Required tasks
a - Answer these questions about the excerpt on cervical nerve root injections:
(i) How many patients reported no change in pain?
(ii) What was the average procedural time?
(iii) In the fluoroscopy-guided block, at what angle is the C-arm placed?
b - Change "supportive care" to "conservative care" in the excerpt on cervical nerve root injections, and write out the text from "Two of the 57" to "and safe injection.".

Pain improved in 56 patients (98%) after weeks 2 and 4 of follow-up. One patient reported no change. The mean reduction in NRS scores at the 2-week follow-up was 3.226 (2.782-3.674, 0; 95% confidence interval [CI], p < 0.001) indicating a 48% reduction in pain score compared to prior. The mean reduction in NRS at 4 weeks after procedure was 3.544 (3.090-3.998, 0; 95% CI, p < 0.001) indicating a 52% decrease compared with the initial NRS (Table 2).

Two of the 57 patients (4%) expressed mild and transient complications, including palpitations and dizziness, which were successfully treated with supportive care in 30 min. The average procedural time was four min, with a minimum of three minutes and a maximum of seven min (Table 3).

DISCUSSION

Scanlon et al.¹⁴⁾ reported 78 cases of complications including fatal outcomes among 287 ultrasound physician members of the American Pain Society, from 1990 to 2007. Physicians may be reluctant to perform what can be very effective injections due to the risk of severe complications associated with the anatomy of the structures near the neural foramen. Many methods have been proposed to support accurate and safe injection.

1. Fluoroscopy-guided Block via a C-arm

In this method, patients are held in a supine position and the C-arm is placed at a 45º oblique angle to identify the targeted cervical foramen. The operator can access the target nerve root from the lateral side of the cervical spine, usually the posterior border of the sternocleidomastoid muscle to the posteromedial aspect of the superior articular process. The needle is gently pushed 1 to 2 mm ventromedially into the posterolateral portion of the foramen. Before contrast injection, the AP view should be reviewed to determine the needle depth. After confirming the nerve root, a steroid injection is administered⁵⁾ and the approximate procedure time is 15 min¹⁵⁾.

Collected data

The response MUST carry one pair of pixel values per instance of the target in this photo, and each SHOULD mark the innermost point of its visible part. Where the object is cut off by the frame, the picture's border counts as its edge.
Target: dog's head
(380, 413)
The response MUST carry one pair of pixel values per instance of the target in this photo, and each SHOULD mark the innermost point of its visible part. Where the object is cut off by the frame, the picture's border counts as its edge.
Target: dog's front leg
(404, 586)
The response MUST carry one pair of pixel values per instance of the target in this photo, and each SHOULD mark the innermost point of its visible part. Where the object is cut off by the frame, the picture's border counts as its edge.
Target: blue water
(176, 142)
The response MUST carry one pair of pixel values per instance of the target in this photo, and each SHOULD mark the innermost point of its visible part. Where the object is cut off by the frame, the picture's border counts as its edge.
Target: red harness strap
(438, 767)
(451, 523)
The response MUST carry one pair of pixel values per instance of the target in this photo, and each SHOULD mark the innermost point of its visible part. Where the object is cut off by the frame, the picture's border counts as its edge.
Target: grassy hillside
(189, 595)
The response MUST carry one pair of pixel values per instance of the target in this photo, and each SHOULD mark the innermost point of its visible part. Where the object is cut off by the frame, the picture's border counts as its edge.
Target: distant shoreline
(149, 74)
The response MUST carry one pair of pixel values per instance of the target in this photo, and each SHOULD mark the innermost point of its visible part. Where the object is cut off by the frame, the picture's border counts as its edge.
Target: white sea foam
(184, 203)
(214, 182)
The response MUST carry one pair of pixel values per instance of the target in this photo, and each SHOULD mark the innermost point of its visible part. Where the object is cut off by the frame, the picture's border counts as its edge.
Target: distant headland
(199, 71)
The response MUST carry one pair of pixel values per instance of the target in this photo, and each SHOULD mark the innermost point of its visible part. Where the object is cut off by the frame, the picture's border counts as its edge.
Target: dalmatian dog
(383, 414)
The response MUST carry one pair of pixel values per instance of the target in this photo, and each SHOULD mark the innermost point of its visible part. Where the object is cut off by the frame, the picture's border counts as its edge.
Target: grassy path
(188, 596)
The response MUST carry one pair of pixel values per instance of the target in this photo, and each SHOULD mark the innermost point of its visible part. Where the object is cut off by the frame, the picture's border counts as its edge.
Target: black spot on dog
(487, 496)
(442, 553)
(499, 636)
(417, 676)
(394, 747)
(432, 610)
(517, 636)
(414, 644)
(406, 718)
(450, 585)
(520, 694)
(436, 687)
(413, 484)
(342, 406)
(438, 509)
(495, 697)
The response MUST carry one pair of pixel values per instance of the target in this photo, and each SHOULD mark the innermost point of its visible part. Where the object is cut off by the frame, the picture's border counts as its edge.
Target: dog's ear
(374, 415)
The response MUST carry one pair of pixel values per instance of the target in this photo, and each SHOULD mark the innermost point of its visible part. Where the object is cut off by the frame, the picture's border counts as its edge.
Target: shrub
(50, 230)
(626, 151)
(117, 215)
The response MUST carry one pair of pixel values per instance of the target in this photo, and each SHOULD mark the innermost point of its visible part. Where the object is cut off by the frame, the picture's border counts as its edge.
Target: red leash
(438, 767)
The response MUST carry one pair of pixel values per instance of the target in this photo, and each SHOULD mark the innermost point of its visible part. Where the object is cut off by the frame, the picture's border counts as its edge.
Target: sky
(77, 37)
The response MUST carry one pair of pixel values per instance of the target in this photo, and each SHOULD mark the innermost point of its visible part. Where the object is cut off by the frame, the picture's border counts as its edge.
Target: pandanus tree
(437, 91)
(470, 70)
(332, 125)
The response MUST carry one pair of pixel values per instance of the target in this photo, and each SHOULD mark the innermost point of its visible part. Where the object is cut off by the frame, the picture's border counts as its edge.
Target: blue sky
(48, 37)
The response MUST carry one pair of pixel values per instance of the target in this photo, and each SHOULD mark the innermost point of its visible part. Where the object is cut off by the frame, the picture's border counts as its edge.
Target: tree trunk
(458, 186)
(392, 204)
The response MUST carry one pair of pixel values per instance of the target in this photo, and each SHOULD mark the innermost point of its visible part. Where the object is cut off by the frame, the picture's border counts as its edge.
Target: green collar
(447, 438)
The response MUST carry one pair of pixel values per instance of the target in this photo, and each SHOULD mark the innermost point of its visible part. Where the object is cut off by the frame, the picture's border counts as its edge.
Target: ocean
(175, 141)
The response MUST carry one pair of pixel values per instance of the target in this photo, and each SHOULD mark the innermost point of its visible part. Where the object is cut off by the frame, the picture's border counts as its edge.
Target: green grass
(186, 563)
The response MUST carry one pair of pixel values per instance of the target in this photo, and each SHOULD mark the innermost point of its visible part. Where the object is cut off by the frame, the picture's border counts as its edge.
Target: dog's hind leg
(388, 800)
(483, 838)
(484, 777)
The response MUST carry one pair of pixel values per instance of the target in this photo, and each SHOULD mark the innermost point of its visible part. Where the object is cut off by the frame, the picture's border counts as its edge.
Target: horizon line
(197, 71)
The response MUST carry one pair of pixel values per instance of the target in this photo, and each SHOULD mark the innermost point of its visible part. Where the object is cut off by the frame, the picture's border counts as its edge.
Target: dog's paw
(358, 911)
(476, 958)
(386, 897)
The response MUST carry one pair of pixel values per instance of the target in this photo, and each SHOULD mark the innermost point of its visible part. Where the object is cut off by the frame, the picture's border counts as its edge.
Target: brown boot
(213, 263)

Results for the exercise
a -
(i) One patient.
(ii) Four minutes.
(iii) A 45º oblique angle.

b -
Two of the 57 patients (4%) expressed mild and transient complications, including palpitations and dizziness, which were successfully treated with conservative care in 30 min. The average procedural time was four min, with a minimum of three minutes and a maximum of seven min (Table 3).

DISCUSSION

Scanlon et al.¹⁴⁾ reported 78 cases of complications including fatal outcomes among 287 ultrasound physician members of the American Pain Society, from 1990 to 2007. Physicians may be reluctant to perform what can be very effective injections due to the risk of severe complications associated with the anatomy of the structures near the neural foramen. Many methods have been proposed to support accurate and safe injection.